● EXTRACT PROVIDED:
================================

Sunday, 19 October 2014
Why is it the super rich never seem to have any taste in curtains? (Feargus O'Sullivan)
Syrie Maugham started the trend of stripping and repainting French provincial antiques. (Wikipedia)
Poverty has its whims and shows of taste, as wealth has. Some of these cabins were turreted, some had false windows painted on their rotten walls; one had a mimic clock, upon a crazy tower of four feet high, which screened the chimney; each in its little patch of ground had a rude seat or arbour. (Barnaby Rudge, Charles Dickens)
Today your bedroom is the backstage area where you prepare for your performance in the theatre of the world... The living room... a sort of stage-set where homeowners acted out an idealised version of their lives for the benefit of guests... The inexpensive and slightly lowbrow connotations of gas meant that it was still shunned by the upper classes: they stayed loyal to candles. Lucy Orrinsmith, author of The Drawing Room, Its Decoration and Furniture (1878), suggested that one’s ambition ought to extend beyond a coal scuttle decorated with a picture of Warwick Castle and a screen showing ‘Melrose Abbey by Moonlight’. Instead, homeowners should look out for quirky, exotic flourishes for their best room: ‘a Persian tile, an Algerian flower-pot, an old Flemish cup, a piece of Nankin blue, an Icelandic spoon, a Japanese cabinet, a Chinese fan … each in its own way beautiful and interesting’. (If Walls Could Talk: An Intimate History of the Home, Lucy Worsley)

================================

● RECORDS SHOWN:

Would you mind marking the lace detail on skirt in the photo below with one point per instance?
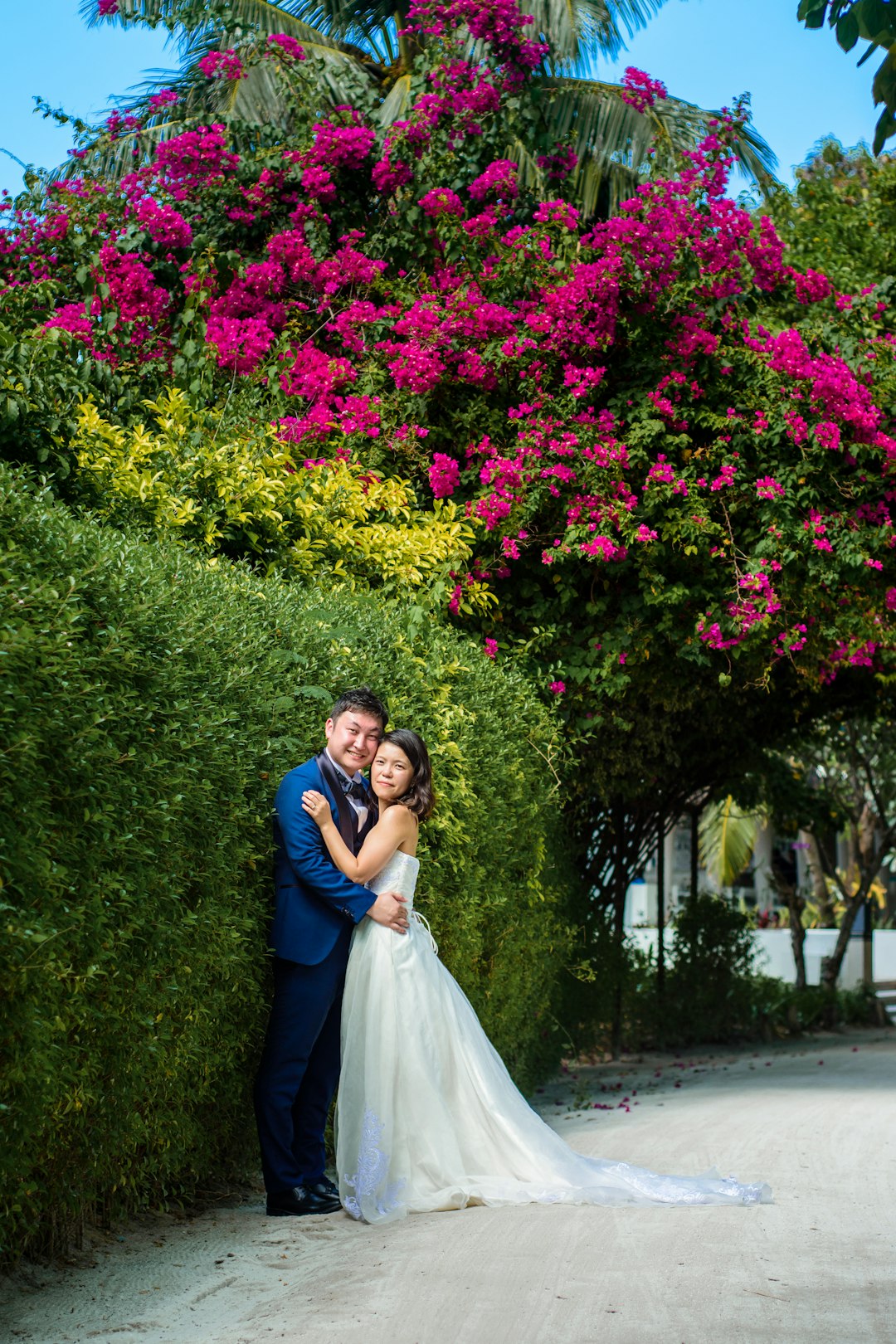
(371, 1174)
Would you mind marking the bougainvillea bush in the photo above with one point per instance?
(659, 464)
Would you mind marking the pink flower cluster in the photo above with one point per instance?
(445, 476)
(499, 180)
(222, 65)
(640, 90)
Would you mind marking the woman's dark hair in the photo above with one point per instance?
(419, 799)
(363, 700)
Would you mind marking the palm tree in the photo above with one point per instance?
(359, 58)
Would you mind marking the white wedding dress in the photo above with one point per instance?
(427, 1116)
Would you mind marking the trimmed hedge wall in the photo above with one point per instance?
(148, 709)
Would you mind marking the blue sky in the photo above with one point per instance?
(707, 51)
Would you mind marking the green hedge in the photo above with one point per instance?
(148, 709)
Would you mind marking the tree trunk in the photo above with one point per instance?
(796, 906)
(835, 962)
(818, 884)
(620, 884)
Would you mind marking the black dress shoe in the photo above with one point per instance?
(296, 1203)
(324, 1187)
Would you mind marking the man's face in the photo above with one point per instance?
(353, 739)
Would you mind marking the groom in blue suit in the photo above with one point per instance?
(314, 914)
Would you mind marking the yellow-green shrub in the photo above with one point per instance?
(245, 496)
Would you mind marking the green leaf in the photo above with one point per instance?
(316, 693)
(811, 12)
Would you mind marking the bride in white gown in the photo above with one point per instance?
(427, 1116)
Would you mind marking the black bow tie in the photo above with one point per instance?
(353, 789)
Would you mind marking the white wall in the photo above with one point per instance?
(776, 955)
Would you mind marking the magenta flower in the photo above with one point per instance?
(222, 65)
(499, 179)
(640, 90)
(445, 476)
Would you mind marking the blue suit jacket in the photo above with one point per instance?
(314, 897)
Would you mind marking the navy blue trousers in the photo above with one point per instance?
(299, 1068)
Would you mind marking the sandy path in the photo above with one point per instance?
(816, 1266)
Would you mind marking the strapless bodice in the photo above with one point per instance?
(398, 875)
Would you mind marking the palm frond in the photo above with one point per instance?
(395, 104)
(727, 840)
(620, 147)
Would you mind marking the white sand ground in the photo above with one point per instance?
(817, 1120)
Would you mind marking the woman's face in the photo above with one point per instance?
(391, 773)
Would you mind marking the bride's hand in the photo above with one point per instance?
(317, 806)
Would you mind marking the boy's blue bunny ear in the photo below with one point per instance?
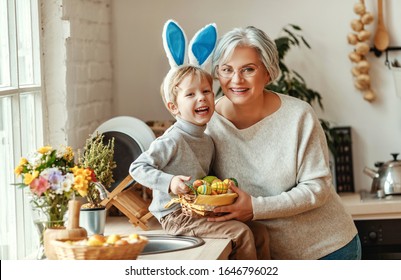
(202, 45)
(175, 43)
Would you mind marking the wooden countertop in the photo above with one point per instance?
(371, 209)
(213, 249)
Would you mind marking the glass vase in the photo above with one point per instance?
(44, 221)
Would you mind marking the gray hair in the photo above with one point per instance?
(249, 37)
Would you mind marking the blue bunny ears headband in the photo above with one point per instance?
(200, 48)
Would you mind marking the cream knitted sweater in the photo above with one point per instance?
(282, 162)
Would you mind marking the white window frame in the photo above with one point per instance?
(21, 127)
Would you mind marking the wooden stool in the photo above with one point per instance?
(126, 199)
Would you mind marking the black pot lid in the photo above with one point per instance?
(131, 137)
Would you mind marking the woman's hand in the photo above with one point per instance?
(177, 184)
(240, 210)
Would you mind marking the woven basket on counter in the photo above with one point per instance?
(68, 251)
(202, 205)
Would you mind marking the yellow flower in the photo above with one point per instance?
(68, 154)
(30, 177)
(44, 149)
(23, 161)
(18, 170)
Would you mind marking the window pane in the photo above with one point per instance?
(8, 234)
(4, 46)
(24, 39)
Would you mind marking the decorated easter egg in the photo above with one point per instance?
(204, 189)
(219, 187)
(209, 179)
(198, 183)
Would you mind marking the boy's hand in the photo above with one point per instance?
(177, 184)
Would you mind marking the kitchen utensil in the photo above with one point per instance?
(132, 137)
(387, 177)
(381, 40)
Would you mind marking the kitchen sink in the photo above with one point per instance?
(163, 243)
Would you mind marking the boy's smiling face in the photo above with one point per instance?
(195, 100)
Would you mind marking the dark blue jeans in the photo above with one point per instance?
(351, 251)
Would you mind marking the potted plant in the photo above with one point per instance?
(291, 82)
(396, 70)
(47, 173)
(98, 157)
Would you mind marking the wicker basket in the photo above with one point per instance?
(67, 251)
(202, 205)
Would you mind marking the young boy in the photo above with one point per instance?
(184, 153)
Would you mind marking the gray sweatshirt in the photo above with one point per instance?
(184, 149)
(282, 162)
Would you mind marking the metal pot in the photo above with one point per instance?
(387, 178)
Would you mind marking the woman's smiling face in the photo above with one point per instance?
(240, 89)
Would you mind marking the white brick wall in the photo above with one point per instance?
(77, 67)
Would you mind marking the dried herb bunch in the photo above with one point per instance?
(99, 157)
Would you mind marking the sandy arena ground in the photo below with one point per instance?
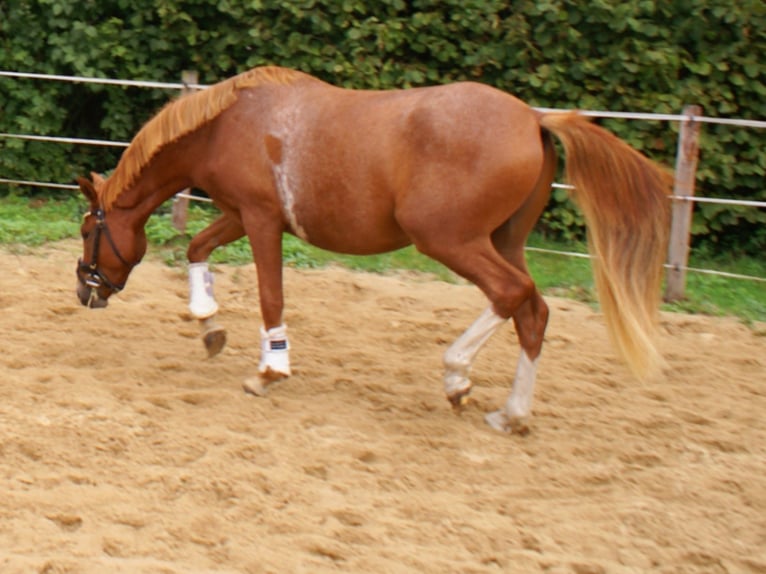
(124, 449)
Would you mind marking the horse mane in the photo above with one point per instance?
(181, 117)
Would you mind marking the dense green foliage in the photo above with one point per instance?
(626, 55)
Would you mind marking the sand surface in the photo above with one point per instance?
(124, 449)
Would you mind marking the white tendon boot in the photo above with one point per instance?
(202, 304)
(275, 354)
(275, 360)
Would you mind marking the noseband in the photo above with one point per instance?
(88, 273)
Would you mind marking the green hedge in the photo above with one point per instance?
(623, 55)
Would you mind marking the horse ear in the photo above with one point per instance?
(88, 190)
(98, 181)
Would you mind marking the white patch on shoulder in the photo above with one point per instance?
(286, 190)
(287, 129)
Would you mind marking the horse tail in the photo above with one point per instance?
(624, 197)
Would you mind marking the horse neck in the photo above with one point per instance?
(165, 175)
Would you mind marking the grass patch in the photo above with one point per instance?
(26, 222)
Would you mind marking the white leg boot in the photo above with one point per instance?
(202, 304)
(275, 360)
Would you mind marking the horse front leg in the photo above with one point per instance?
(202, 303)
(530, 321)
(266, 242)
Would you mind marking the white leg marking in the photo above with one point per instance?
(202, 304)
(460, 356)
(519, 403)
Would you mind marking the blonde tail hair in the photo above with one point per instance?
(624, 197)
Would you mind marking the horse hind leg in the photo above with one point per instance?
(202, 303)
(511, 293)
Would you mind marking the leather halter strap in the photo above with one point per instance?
(89, 274)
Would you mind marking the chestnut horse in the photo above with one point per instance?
(461, 171)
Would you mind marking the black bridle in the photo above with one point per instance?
(88, 273)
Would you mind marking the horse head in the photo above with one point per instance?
(110, 249)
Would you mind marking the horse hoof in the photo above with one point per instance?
(460, 399)
(255, 386)
(499, 421)
(215, 340)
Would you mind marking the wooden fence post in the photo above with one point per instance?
(181, 204)
(680, 229)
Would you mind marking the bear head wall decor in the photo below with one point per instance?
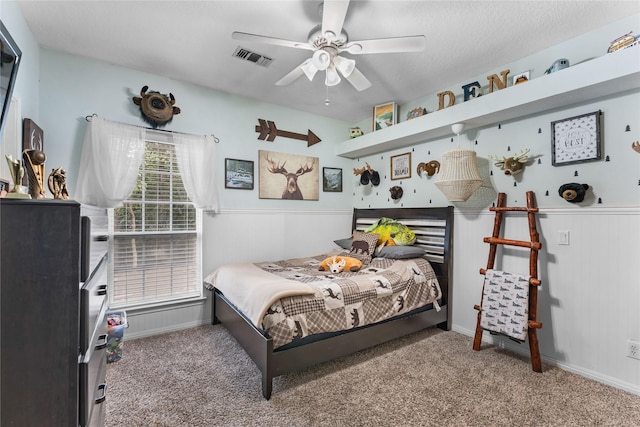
(431, 168)
(396, 192)
(157, 109)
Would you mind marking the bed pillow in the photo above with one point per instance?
(344, 243)
(363, 246)
(400, 252)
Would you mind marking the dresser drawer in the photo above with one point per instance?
(93, 305)
(93, 371)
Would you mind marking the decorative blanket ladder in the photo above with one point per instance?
(506, 282)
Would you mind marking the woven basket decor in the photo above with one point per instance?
(458, 177)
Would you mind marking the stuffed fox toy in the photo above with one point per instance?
(338, 264)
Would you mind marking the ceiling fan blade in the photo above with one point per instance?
(333, 14)
(358, 80)
(237, 35)
(293, 75)
(390, 45)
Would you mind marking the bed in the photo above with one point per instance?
(433, 228)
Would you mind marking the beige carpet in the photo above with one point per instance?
(201, 377)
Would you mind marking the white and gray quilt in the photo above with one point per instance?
(326, 302)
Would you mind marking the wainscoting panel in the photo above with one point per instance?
(244, 236)
(589, 301)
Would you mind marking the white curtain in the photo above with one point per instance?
(111, 157)
(196, 157)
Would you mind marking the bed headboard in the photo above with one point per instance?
(434, 233)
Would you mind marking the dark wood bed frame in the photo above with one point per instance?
(434, 231)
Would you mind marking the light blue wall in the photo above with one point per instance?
(72, 88)
(27, 88)
(614, 182)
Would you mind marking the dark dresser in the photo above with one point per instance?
(52, 315)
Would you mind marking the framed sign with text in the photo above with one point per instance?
(401, 166)
(576, 139)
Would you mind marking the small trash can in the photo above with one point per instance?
(116, 322)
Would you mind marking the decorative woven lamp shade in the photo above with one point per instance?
(458, 177)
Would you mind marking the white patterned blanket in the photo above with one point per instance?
(505, 304)
(326, 302)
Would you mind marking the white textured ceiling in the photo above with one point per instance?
(191, 41)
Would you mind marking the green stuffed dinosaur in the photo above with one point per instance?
(392, 232)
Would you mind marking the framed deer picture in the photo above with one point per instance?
(288, 176)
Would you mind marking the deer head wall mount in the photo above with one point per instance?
(291, 190)
(367, 175)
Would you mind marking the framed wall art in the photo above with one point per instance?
(238, 174)
(384, 115)
(401, 166)
(32, 139)
(288, 176)
(576, 139)
(4, 187)
(332, 180)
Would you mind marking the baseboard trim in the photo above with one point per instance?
(604, 379)
(165, 330)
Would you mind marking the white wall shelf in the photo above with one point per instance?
(603, 76)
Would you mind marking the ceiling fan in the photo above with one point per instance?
(328, 41)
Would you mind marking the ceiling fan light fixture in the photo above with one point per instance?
(332, 78)
(321, 59)
(309, 69)
(344, 65)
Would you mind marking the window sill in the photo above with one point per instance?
(161, 306)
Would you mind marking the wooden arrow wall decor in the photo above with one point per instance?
(268, 131)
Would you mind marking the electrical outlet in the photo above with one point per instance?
(563, 237)
(633, 349)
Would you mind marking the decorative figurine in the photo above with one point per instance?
(57, 183)
(396, 192)
(559, 64)
(512, 165)
(624, 42)
(416, 112)
(573, 192)
(17, 172)
(34, 163)
(355, 132)
(367, 174)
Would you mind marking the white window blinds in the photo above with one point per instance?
(156, 236)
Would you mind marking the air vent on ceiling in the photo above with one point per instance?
(254, 57)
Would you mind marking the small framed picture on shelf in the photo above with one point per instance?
(384, 115)
(520, 78)
(576, 139)
(401, 166)
(332, 180)
(238, 174)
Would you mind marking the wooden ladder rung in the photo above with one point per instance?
(532, 281)
(513, 209)
(521, 243)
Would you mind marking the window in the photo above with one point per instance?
(156, 237)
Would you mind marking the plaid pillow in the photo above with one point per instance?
(363, 246)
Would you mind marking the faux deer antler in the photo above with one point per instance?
(304, 169)
(359, 171)
(522, 155)
(276, 168)
(496, 158)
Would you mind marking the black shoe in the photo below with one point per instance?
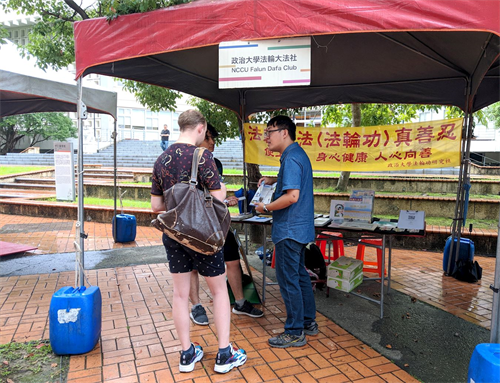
(247, 309)
(311, 329)
(199, 315)
(285, 340)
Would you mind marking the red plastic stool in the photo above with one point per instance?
(338, 246)
(360, 254)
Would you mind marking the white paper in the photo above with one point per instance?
(411, 220)
(258, 219)
(263, 194)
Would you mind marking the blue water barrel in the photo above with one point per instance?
(75, 320)
(126, 228)
(484, 366)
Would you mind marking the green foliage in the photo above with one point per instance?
(387, 114)
(38, 127)
(116, 8)
(373, 114)
(51, 40)
(3, 34)
(153, 97)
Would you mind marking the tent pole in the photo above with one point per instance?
(495, 310)
(462, 179)
(241, 121)
(80, 231)
(114, 181)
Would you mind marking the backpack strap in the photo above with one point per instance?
(198, 153)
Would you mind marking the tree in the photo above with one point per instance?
(38, 127)
(51, 40)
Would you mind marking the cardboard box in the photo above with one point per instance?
(344, 285)
(345, 268)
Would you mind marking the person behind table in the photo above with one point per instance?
(174, 166)
(293, 228)
(165, 135)
(231, 258)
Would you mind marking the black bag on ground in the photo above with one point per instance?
(315, 262)
(193, 217)
(467, 271)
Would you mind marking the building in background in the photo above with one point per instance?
(134, 120)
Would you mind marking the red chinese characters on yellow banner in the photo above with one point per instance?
(421, 145)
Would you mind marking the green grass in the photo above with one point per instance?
(109, 202)
(6, 170)
(31, 362)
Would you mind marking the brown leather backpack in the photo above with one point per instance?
(193, 217)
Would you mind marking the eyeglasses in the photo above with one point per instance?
(267, 133)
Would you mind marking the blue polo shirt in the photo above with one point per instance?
(296, 221)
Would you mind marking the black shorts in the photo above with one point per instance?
(231, 248)
(184, 260)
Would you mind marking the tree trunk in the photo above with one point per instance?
(356, 121)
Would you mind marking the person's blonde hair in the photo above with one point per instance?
(190, 119)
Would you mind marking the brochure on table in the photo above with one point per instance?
(412, 220)
(263, 194)
(358, 210)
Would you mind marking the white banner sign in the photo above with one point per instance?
(265, 63)
(65, 171)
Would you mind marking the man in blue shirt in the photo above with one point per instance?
(293, 228)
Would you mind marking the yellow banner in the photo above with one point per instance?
(421, 145)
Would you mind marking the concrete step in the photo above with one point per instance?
(15, 185)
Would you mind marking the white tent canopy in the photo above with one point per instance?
(25, 88)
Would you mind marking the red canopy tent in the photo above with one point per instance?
(362, 51)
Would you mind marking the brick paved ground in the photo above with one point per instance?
(138, 339)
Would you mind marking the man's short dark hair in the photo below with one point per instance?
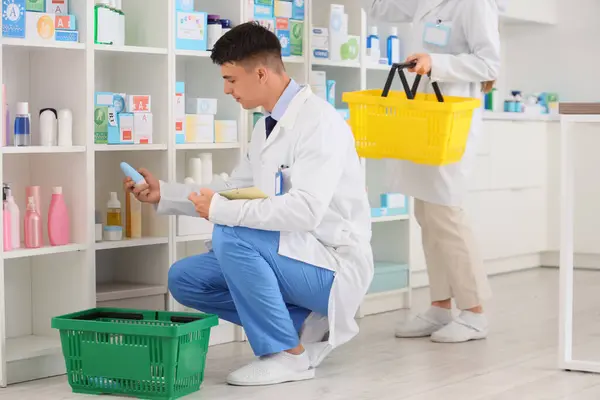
(248, 44)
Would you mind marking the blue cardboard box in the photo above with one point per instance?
(282, 30)
(184, 5)
(191, 30)
(298, 10)
(13, 18)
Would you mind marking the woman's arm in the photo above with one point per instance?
(480, 25)
(397, 11)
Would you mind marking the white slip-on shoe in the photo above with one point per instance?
(425, 324)
(273, 369)
(317, 352)
(468, 326)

================================

● EXERCISE TASKS:
- 1) In the passage on taste, write out everything from "Syrie Maugham started" down to "Rudge, Charles Dickens)", substituting "huts" for "cabins".
- 2) List the exotic flourishes for the best room that Lucy Orrinsmith recommends in the passage on taste.

● RESPONSES FOR EACH TASK:
- 1)
Syrie Maugham started the trend of stripping and repainting French provincial antiques. (Wikipedia)
Poverty has its whims and shows of taste, as wealth has. Some of these huts were turreted, some had false windows painted on their rotten walls; one had a mimic clock, upon a crazy tower of four feet high, which screened the chimney; each in its little patch of ground had a rude seat or arbour. (Barnaby Rudge, Charles Dickens)

- 2)
- a Persian tile
- an Algerian flower-pot
- an old Flemish cup
- a piece of Nankin blue
- an Icelandic spoon
- a Japanese cabinet
- a Chinese fan